Object pointing dataset entries
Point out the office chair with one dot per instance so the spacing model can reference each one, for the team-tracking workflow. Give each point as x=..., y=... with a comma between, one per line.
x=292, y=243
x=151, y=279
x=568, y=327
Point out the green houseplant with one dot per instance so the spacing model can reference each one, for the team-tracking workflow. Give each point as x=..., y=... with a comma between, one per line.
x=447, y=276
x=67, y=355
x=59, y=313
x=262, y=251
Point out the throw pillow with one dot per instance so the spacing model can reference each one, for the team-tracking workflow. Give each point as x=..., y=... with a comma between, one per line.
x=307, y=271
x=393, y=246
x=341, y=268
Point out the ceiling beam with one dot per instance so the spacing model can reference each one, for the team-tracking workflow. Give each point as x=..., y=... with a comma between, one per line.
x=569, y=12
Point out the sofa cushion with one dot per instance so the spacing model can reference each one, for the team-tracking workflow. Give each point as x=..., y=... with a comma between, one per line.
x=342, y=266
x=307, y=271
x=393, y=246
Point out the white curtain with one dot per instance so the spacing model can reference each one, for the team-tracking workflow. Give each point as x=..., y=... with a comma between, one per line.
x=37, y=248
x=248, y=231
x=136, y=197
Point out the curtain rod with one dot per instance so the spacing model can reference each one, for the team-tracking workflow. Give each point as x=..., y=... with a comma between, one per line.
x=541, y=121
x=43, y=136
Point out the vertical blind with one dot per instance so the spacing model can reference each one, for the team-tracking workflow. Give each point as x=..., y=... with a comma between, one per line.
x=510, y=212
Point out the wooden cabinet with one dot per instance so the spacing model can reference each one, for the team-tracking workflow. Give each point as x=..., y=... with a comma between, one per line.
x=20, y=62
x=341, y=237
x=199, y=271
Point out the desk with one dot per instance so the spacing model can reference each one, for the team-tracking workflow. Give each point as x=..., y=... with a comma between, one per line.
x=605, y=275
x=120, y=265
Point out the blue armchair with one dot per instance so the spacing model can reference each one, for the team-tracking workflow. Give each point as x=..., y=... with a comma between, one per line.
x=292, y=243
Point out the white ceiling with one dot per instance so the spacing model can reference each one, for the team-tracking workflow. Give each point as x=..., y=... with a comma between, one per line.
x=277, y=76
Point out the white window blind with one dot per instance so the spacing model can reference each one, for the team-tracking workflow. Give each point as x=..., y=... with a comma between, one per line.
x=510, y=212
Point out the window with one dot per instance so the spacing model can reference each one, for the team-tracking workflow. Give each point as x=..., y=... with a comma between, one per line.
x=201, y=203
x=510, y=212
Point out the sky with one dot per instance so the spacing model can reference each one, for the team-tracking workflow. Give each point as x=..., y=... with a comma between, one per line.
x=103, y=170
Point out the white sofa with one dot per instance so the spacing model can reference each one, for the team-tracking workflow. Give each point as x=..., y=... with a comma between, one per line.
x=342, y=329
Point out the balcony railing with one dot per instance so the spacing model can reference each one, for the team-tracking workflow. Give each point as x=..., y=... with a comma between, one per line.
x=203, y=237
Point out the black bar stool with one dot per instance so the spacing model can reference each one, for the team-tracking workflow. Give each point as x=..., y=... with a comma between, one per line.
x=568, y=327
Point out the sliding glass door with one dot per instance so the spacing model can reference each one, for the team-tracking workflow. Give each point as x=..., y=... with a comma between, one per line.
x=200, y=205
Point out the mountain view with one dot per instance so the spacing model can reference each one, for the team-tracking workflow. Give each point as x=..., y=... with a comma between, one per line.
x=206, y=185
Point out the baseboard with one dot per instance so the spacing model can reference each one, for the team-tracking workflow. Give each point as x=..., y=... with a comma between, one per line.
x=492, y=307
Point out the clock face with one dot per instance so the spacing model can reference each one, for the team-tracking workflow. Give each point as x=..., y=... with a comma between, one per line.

EXERCISE DIRECTIONS — Copy out everything from the line containing "Point out the white ceiling" down to the line containing "x=277, y=76", both included.

THE COMPLETED TASK —
Point out the white ceiling with one dot per instance so the spacing model can reference each one, for the team-tracking workflow. Give each point as x=..., y=... with a comma between, one per line.
x=277, y=76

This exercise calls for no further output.